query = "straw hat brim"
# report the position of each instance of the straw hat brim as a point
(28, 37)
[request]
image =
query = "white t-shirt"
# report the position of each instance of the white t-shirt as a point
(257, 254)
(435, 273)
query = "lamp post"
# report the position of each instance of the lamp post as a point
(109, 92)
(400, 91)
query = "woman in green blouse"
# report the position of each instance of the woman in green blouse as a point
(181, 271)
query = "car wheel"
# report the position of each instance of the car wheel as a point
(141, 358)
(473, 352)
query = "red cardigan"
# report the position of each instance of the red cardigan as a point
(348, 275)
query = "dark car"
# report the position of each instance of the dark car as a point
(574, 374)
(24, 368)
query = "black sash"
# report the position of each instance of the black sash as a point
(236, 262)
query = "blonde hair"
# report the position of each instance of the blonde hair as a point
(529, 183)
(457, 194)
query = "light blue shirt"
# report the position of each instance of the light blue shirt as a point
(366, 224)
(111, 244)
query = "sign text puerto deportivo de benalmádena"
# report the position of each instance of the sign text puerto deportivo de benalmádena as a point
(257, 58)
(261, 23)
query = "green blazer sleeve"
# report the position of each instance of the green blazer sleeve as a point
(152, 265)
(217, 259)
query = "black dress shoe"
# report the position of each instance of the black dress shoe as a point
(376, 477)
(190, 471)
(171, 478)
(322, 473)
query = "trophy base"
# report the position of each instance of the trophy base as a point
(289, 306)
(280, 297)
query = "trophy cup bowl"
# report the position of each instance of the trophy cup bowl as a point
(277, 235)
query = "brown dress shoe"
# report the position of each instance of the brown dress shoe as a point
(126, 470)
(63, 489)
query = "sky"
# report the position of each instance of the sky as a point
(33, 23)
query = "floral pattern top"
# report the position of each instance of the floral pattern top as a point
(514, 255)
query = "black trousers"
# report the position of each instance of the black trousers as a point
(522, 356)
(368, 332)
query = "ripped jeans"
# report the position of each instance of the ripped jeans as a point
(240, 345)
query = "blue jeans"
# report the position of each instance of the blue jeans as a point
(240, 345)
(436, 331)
::::
» **What is asked**: Collect every line of the records above that contains the string "straw". Case counts, so match only that exact capitalization.

» **Output**:
query = "straw hat brim"
# report the position of each instance of the straw hat brim as a point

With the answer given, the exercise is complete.